INSTRUCTION:
Count the lines in the material that contain the word "chicken". Reply with only that number.

Part of a data file

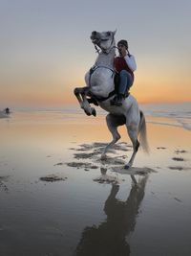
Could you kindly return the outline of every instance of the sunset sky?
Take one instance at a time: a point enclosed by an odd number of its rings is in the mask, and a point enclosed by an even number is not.
[[[0,109],[62,107],[96,58],[91,32],[117,29],[139,103],[191,101],[190,0],[0,0]]]

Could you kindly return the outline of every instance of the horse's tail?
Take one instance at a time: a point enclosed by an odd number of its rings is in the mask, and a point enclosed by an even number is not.
[[[147,132],[146,132],[146,121],[144,114],[141,110],[140,110],[140,122],[138,126],[138,133],[139,133],[140,146],[142,147],[145,152],[149,153],[149,145],[147,141]]]

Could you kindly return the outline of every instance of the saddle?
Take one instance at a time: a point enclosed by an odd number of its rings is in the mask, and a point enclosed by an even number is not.
[[[104,100],[107,100],[109,99],[110,97],[114,96],[115,97],[113,98],[113,100],[111,101],[111,105],[114,105],[113,103],[116,102],[117,100],[117,94],[118,94],[118,85],[119,85],[119,82],[120,82],[120,77],[119,77],[119,74],[117,72],[115,72],[115,75],[114,75],[114,83],[115,83],[115,90],[112,91],[110,94],[109,94],[109,97],[107,98],[102,98],[102,99],[98,99],[96,98],[96,96],[92,95],[92,96],[89,96],[90,98],[88,98],[88,103],[89,104],[94,104],[95,105],[98,105],[97,102],[98,101],[104,101]],[[124,95],[124,99],[127,98],[129,96],[129,91],[127,91]]]

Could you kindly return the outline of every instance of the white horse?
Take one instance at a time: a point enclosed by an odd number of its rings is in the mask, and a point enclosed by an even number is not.
[[[120,139],[117,127],[126,126],[133,144],[133,154],[125,165],[125,169],[128,169],[133,165],[136,153],[139,148],[138,138],[143,150],[148,151],[146,123],[143,112],[139,110],[138,102],[131,94],[123,101],[121,106],[111,105],[111,100],[116,95],[114,82],[114,58],[117,48],[115,34],[116,31],[102,33],[94,31],[92,33],[92,42],[96,48],[98,46],[101,51],[98,53],[95,65],[85,75],[87,86],[75,88],[74,92],[81,108],[84,109],[87,115],[96,115],[96,109],[90,105],[90,103],[93,102],[109,112],[106,116],[106,122],[113,135],[113,140],[104,149],[101,155],[102,159],[106,157],[108,150]]]

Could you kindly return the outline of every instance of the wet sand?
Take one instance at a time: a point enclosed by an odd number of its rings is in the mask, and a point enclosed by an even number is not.
[[[190,256],[191,132],[149,121],[151,152],[125,170],[125,128],[100,159],[102,116],[1,119],[0,256]]]

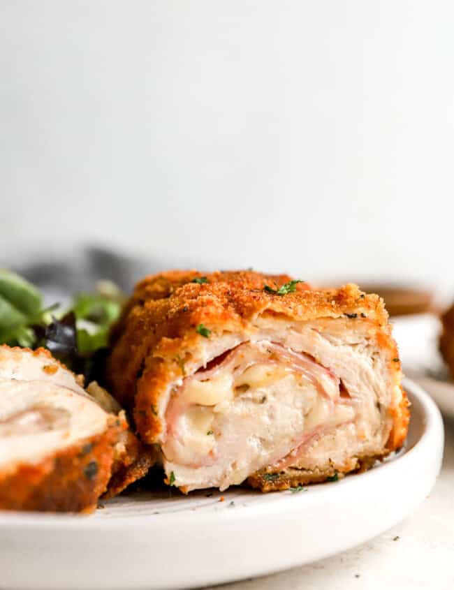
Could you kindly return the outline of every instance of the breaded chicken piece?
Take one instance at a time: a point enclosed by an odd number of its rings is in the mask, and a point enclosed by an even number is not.
[[[124,412],[82,385],[48,351],[0,346],[0,509],[89,512],[146,473]]]
[[[148,277],[114,330],[108,378],[183,492],[342,476],[407,432],[388,314],[354,285],[314,290],[253,272]]]

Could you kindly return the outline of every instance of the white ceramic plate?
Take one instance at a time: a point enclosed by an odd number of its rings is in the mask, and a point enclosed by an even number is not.
[[[395,524],[440,469],[439,411],[407,381],[406,447],[369,471],[306,491],[123,496],[89,517],[0,515],[5,589],[183,589],[268,574],[349,549]]]
[[[438,350],[439,318],[420,314],[391,321],[404,371],[430,394],[445,415],[454,418],[454,383]]]

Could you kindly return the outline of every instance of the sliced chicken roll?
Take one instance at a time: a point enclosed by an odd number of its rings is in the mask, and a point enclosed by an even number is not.
[[[403,443],[408,403],[382,300],[288,279],[167,273],[126,307],[109,378],[183,492],[337,478]]]
[[[0,509],[90,511],[138,448],[47,351],[0,346]]]

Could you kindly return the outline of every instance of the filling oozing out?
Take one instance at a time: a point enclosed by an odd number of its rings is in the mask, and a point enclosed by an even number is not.
[[[224,489],[356,415],[340,380],[309,355],[246,342],[174,389],[161,445],[166,470],[188,489]]]

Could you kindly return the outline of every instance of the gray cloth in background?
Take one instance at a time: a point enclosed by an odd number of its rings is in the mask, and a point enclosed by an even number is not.
[[[46,304],[58,302],[64,305],[74,293],[94,290],[101,279],[113,281],[129,293],[140,279],[161,268],[155,260],[91,246],[61,255],[43,251],[38,257],[34,253],[24,260],[2,261],[0,266],[10,268],[36,285],[44,293]]]

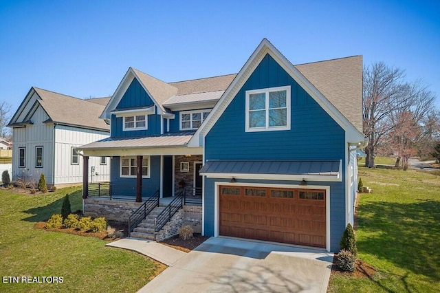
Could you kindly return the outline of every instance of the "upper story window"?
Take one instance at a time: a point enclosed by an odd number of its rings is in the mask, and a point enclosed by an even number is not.
[[[180,130],[197,129],[206,119],[210,109],[180,112]]]
[[[72,154],[70,157],[70,164],[71,165],[79,165],[80,164],[80,158],[79,155],[78,154],[78,149],[72,147]]]
[[[26,148],[19,148],[19,167],[24,168],[26,166]]]
[[[246,131],[290,129],[290,86],[246,91]]]
[[[146,115],[124,116],[124,131],[142,130],[147,129]]]
[[[136,157],[121,157],[120,177],[136,177],[138,162]],[[142,158],[142,177],[150,177],[150,157]]]
[[[35,146],[35,167],[43,167],[43,146]]]

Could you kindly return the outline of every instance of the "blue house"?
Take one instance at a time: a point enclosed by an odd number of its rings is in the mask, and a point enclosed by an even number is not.
[[[111,136],[82,147],[85,213],[156,239],[190,224],[338,251],[366,142],[362,87],[362,56],[294,66],[267,39],[237,74],[167,83],[130,68],[101,116]],[[89,156],[111,158],[98,193]]]

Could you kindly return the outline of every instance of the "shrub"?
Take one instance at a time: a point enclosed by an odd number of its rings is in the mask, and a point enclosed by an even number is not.
[[[90,223],[90,230],[91,232],[104,231],[107,228],[107,221],[104,217],[94,219]]]
[[[1,182],[5,184],[5,186],[8,186],[11,183],[11,177],[9,176],[9,172],[8,170],[5,170],[1,173]]]
[[[358,254],[355,231],[350,223],[346,224],[346,228],[344,230],[344,234],[342,234],[340,246],[341,250],[349,250],[355,256]]]
[[[46,185],[46,177],[43,173],[40,175],[40,180],[38,180],[38,190],[43,193],[47,192],[47,185]]]
[[[70,214],[72,214],[70,200],[69,199],[69,194],[66,193],[66,196],[64,197],[64,200],[63,200],[63,206],[61,206],[61,215],[63,219],[65,219]]]
[[[52,215],[50,219],[47,220],[47,223],[46,223],[46,228],[49,229],[61,227],[63,227],[63,217],[60,214]]]
[[[336,265],[344,272],[354,272],[356,257],[349,250],[342,250],[338,254]]]
[[[362,179],[359,178],[359,183],[358,183],[358,191],[359,191],[360,193],[362,193],[362,189],[364,189],[364,184],[362,183]]]
[[[192,227],[189,225],[186,225],[180,227],[179,229],[179,238],[184,240],[188,240],[194,237],[192,233],[194,232]]]
[[[90,217],[83,217],[80,219],[80,221],[78,222],[78,228],[81,231],[88,231],[90,230],[91,223],[91,218]]]
[[[80,217],[78,215],[70,214],[64,219],[64,226],[66,228],[76,228],[80,221]]]

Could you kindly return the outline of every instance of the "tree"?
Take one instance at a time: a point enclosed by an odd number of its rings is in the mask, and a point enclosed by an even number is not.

ANSWER TO THIS TASK:
2